### Problem description
Only one range belongs in the answer: the line holding "Category: tree branch" through the last line of the records, reproduced as is.

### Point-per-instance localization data
*****

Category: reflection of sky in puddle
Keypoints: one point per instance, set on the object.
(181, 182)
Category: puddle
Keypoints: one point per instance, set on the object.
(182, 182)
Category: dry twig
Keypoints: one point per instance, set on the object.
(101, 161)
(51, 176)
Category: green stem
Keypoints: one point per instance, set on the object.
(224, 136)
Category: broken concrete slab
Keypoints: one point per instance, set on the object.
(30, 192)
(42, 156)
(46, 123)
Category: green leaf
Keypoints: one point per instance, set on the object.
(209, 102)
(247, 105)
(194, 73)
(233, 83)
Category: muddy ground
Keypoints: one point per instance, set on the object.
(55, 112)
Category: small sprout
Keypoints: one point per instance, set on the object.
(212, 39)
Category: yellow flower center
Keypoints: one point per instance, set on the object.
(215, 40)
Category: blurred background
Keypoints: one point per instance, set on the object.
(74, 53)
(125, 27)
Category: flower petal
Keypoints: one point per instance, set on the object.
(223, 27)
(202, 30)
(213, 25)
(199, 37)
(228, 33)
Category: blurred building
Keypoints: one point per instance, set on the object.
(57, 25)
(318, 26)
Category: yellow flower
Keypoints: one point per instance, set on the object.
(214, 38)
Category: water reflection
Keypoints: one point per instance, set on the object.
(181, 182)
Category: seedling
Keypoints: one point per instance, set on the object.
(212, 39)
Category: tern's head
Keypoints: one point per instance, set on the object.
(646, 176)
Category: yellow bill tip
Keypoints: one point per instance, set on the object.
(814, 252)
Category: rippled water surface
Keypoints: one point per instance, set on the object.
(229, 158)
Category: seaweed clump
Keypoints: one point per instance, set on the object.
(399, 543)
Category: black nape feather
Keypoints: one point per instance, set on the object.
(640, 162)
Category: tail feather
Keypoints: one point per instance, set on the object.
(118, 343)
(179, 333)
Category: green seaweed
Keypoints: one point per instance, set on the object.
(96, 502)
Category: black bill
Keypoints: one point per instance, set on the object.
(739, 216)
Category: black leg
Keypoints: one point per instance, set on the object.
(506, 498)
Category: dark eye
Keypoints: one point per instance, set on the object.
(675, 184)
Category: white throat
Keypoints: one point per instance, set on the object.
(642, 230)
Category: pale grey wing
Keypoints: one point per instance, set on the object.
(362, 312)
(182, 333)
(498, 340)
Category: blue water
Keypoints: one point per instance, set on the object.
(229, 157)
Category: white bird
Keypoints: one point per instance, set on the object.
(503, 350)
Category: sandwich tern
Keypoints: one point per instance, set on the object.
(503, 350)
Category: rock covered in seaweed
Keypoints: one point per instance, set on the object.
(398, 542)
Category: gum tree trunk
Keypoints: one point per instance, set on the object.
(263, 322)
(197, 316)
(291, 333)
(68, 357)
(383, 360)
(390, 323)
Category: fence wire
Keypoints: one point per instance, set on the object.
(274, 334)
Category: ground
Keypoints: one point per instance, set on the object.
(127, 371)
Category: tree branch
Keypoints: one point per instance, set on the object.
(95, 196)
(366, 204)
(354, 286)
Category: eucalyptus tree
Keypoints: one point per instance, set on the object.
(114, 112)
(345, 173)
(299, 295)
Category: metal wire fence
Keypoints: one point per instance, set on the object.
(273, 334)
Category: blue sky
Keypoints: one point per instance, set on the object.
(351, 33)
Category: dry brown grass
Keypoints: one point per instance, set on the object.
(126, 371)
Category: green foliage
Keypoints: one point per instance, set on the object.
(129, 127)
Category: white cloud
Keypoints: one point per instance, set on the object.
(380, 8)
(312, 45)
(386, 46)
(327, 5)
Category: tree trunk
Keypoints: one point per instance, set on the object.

*****

### Your response
Category: tree branch
Keypoints: one point per instance, set on the object.
(95, 196)
(366, 204)
(354, 286)
Category: eucalyptus tree
Keypoints: one point per instance, set on the object.
(114, 112)
(345, 173)
(299, 295)
Category: metal wire fence
Keypoints: one point per instance, set on the object.
(273, 334)
Category: blue sky
Keypoints: one point per instance, set on the object.
(351, 33)
Category: dry brown grass
Keypoints: one point per instance, set on the object.
(126, 371)
Category: green foliage
Keypoints: one point per instance, set on the object.
(129, 127)
Category: white cloud
Keypoints: one point per instance, set on the object.
(380, 8)
(312, 45)
(386, 46)
(327, 5)
Category: tree trunk
Keypoints: one point per instance, set on the object.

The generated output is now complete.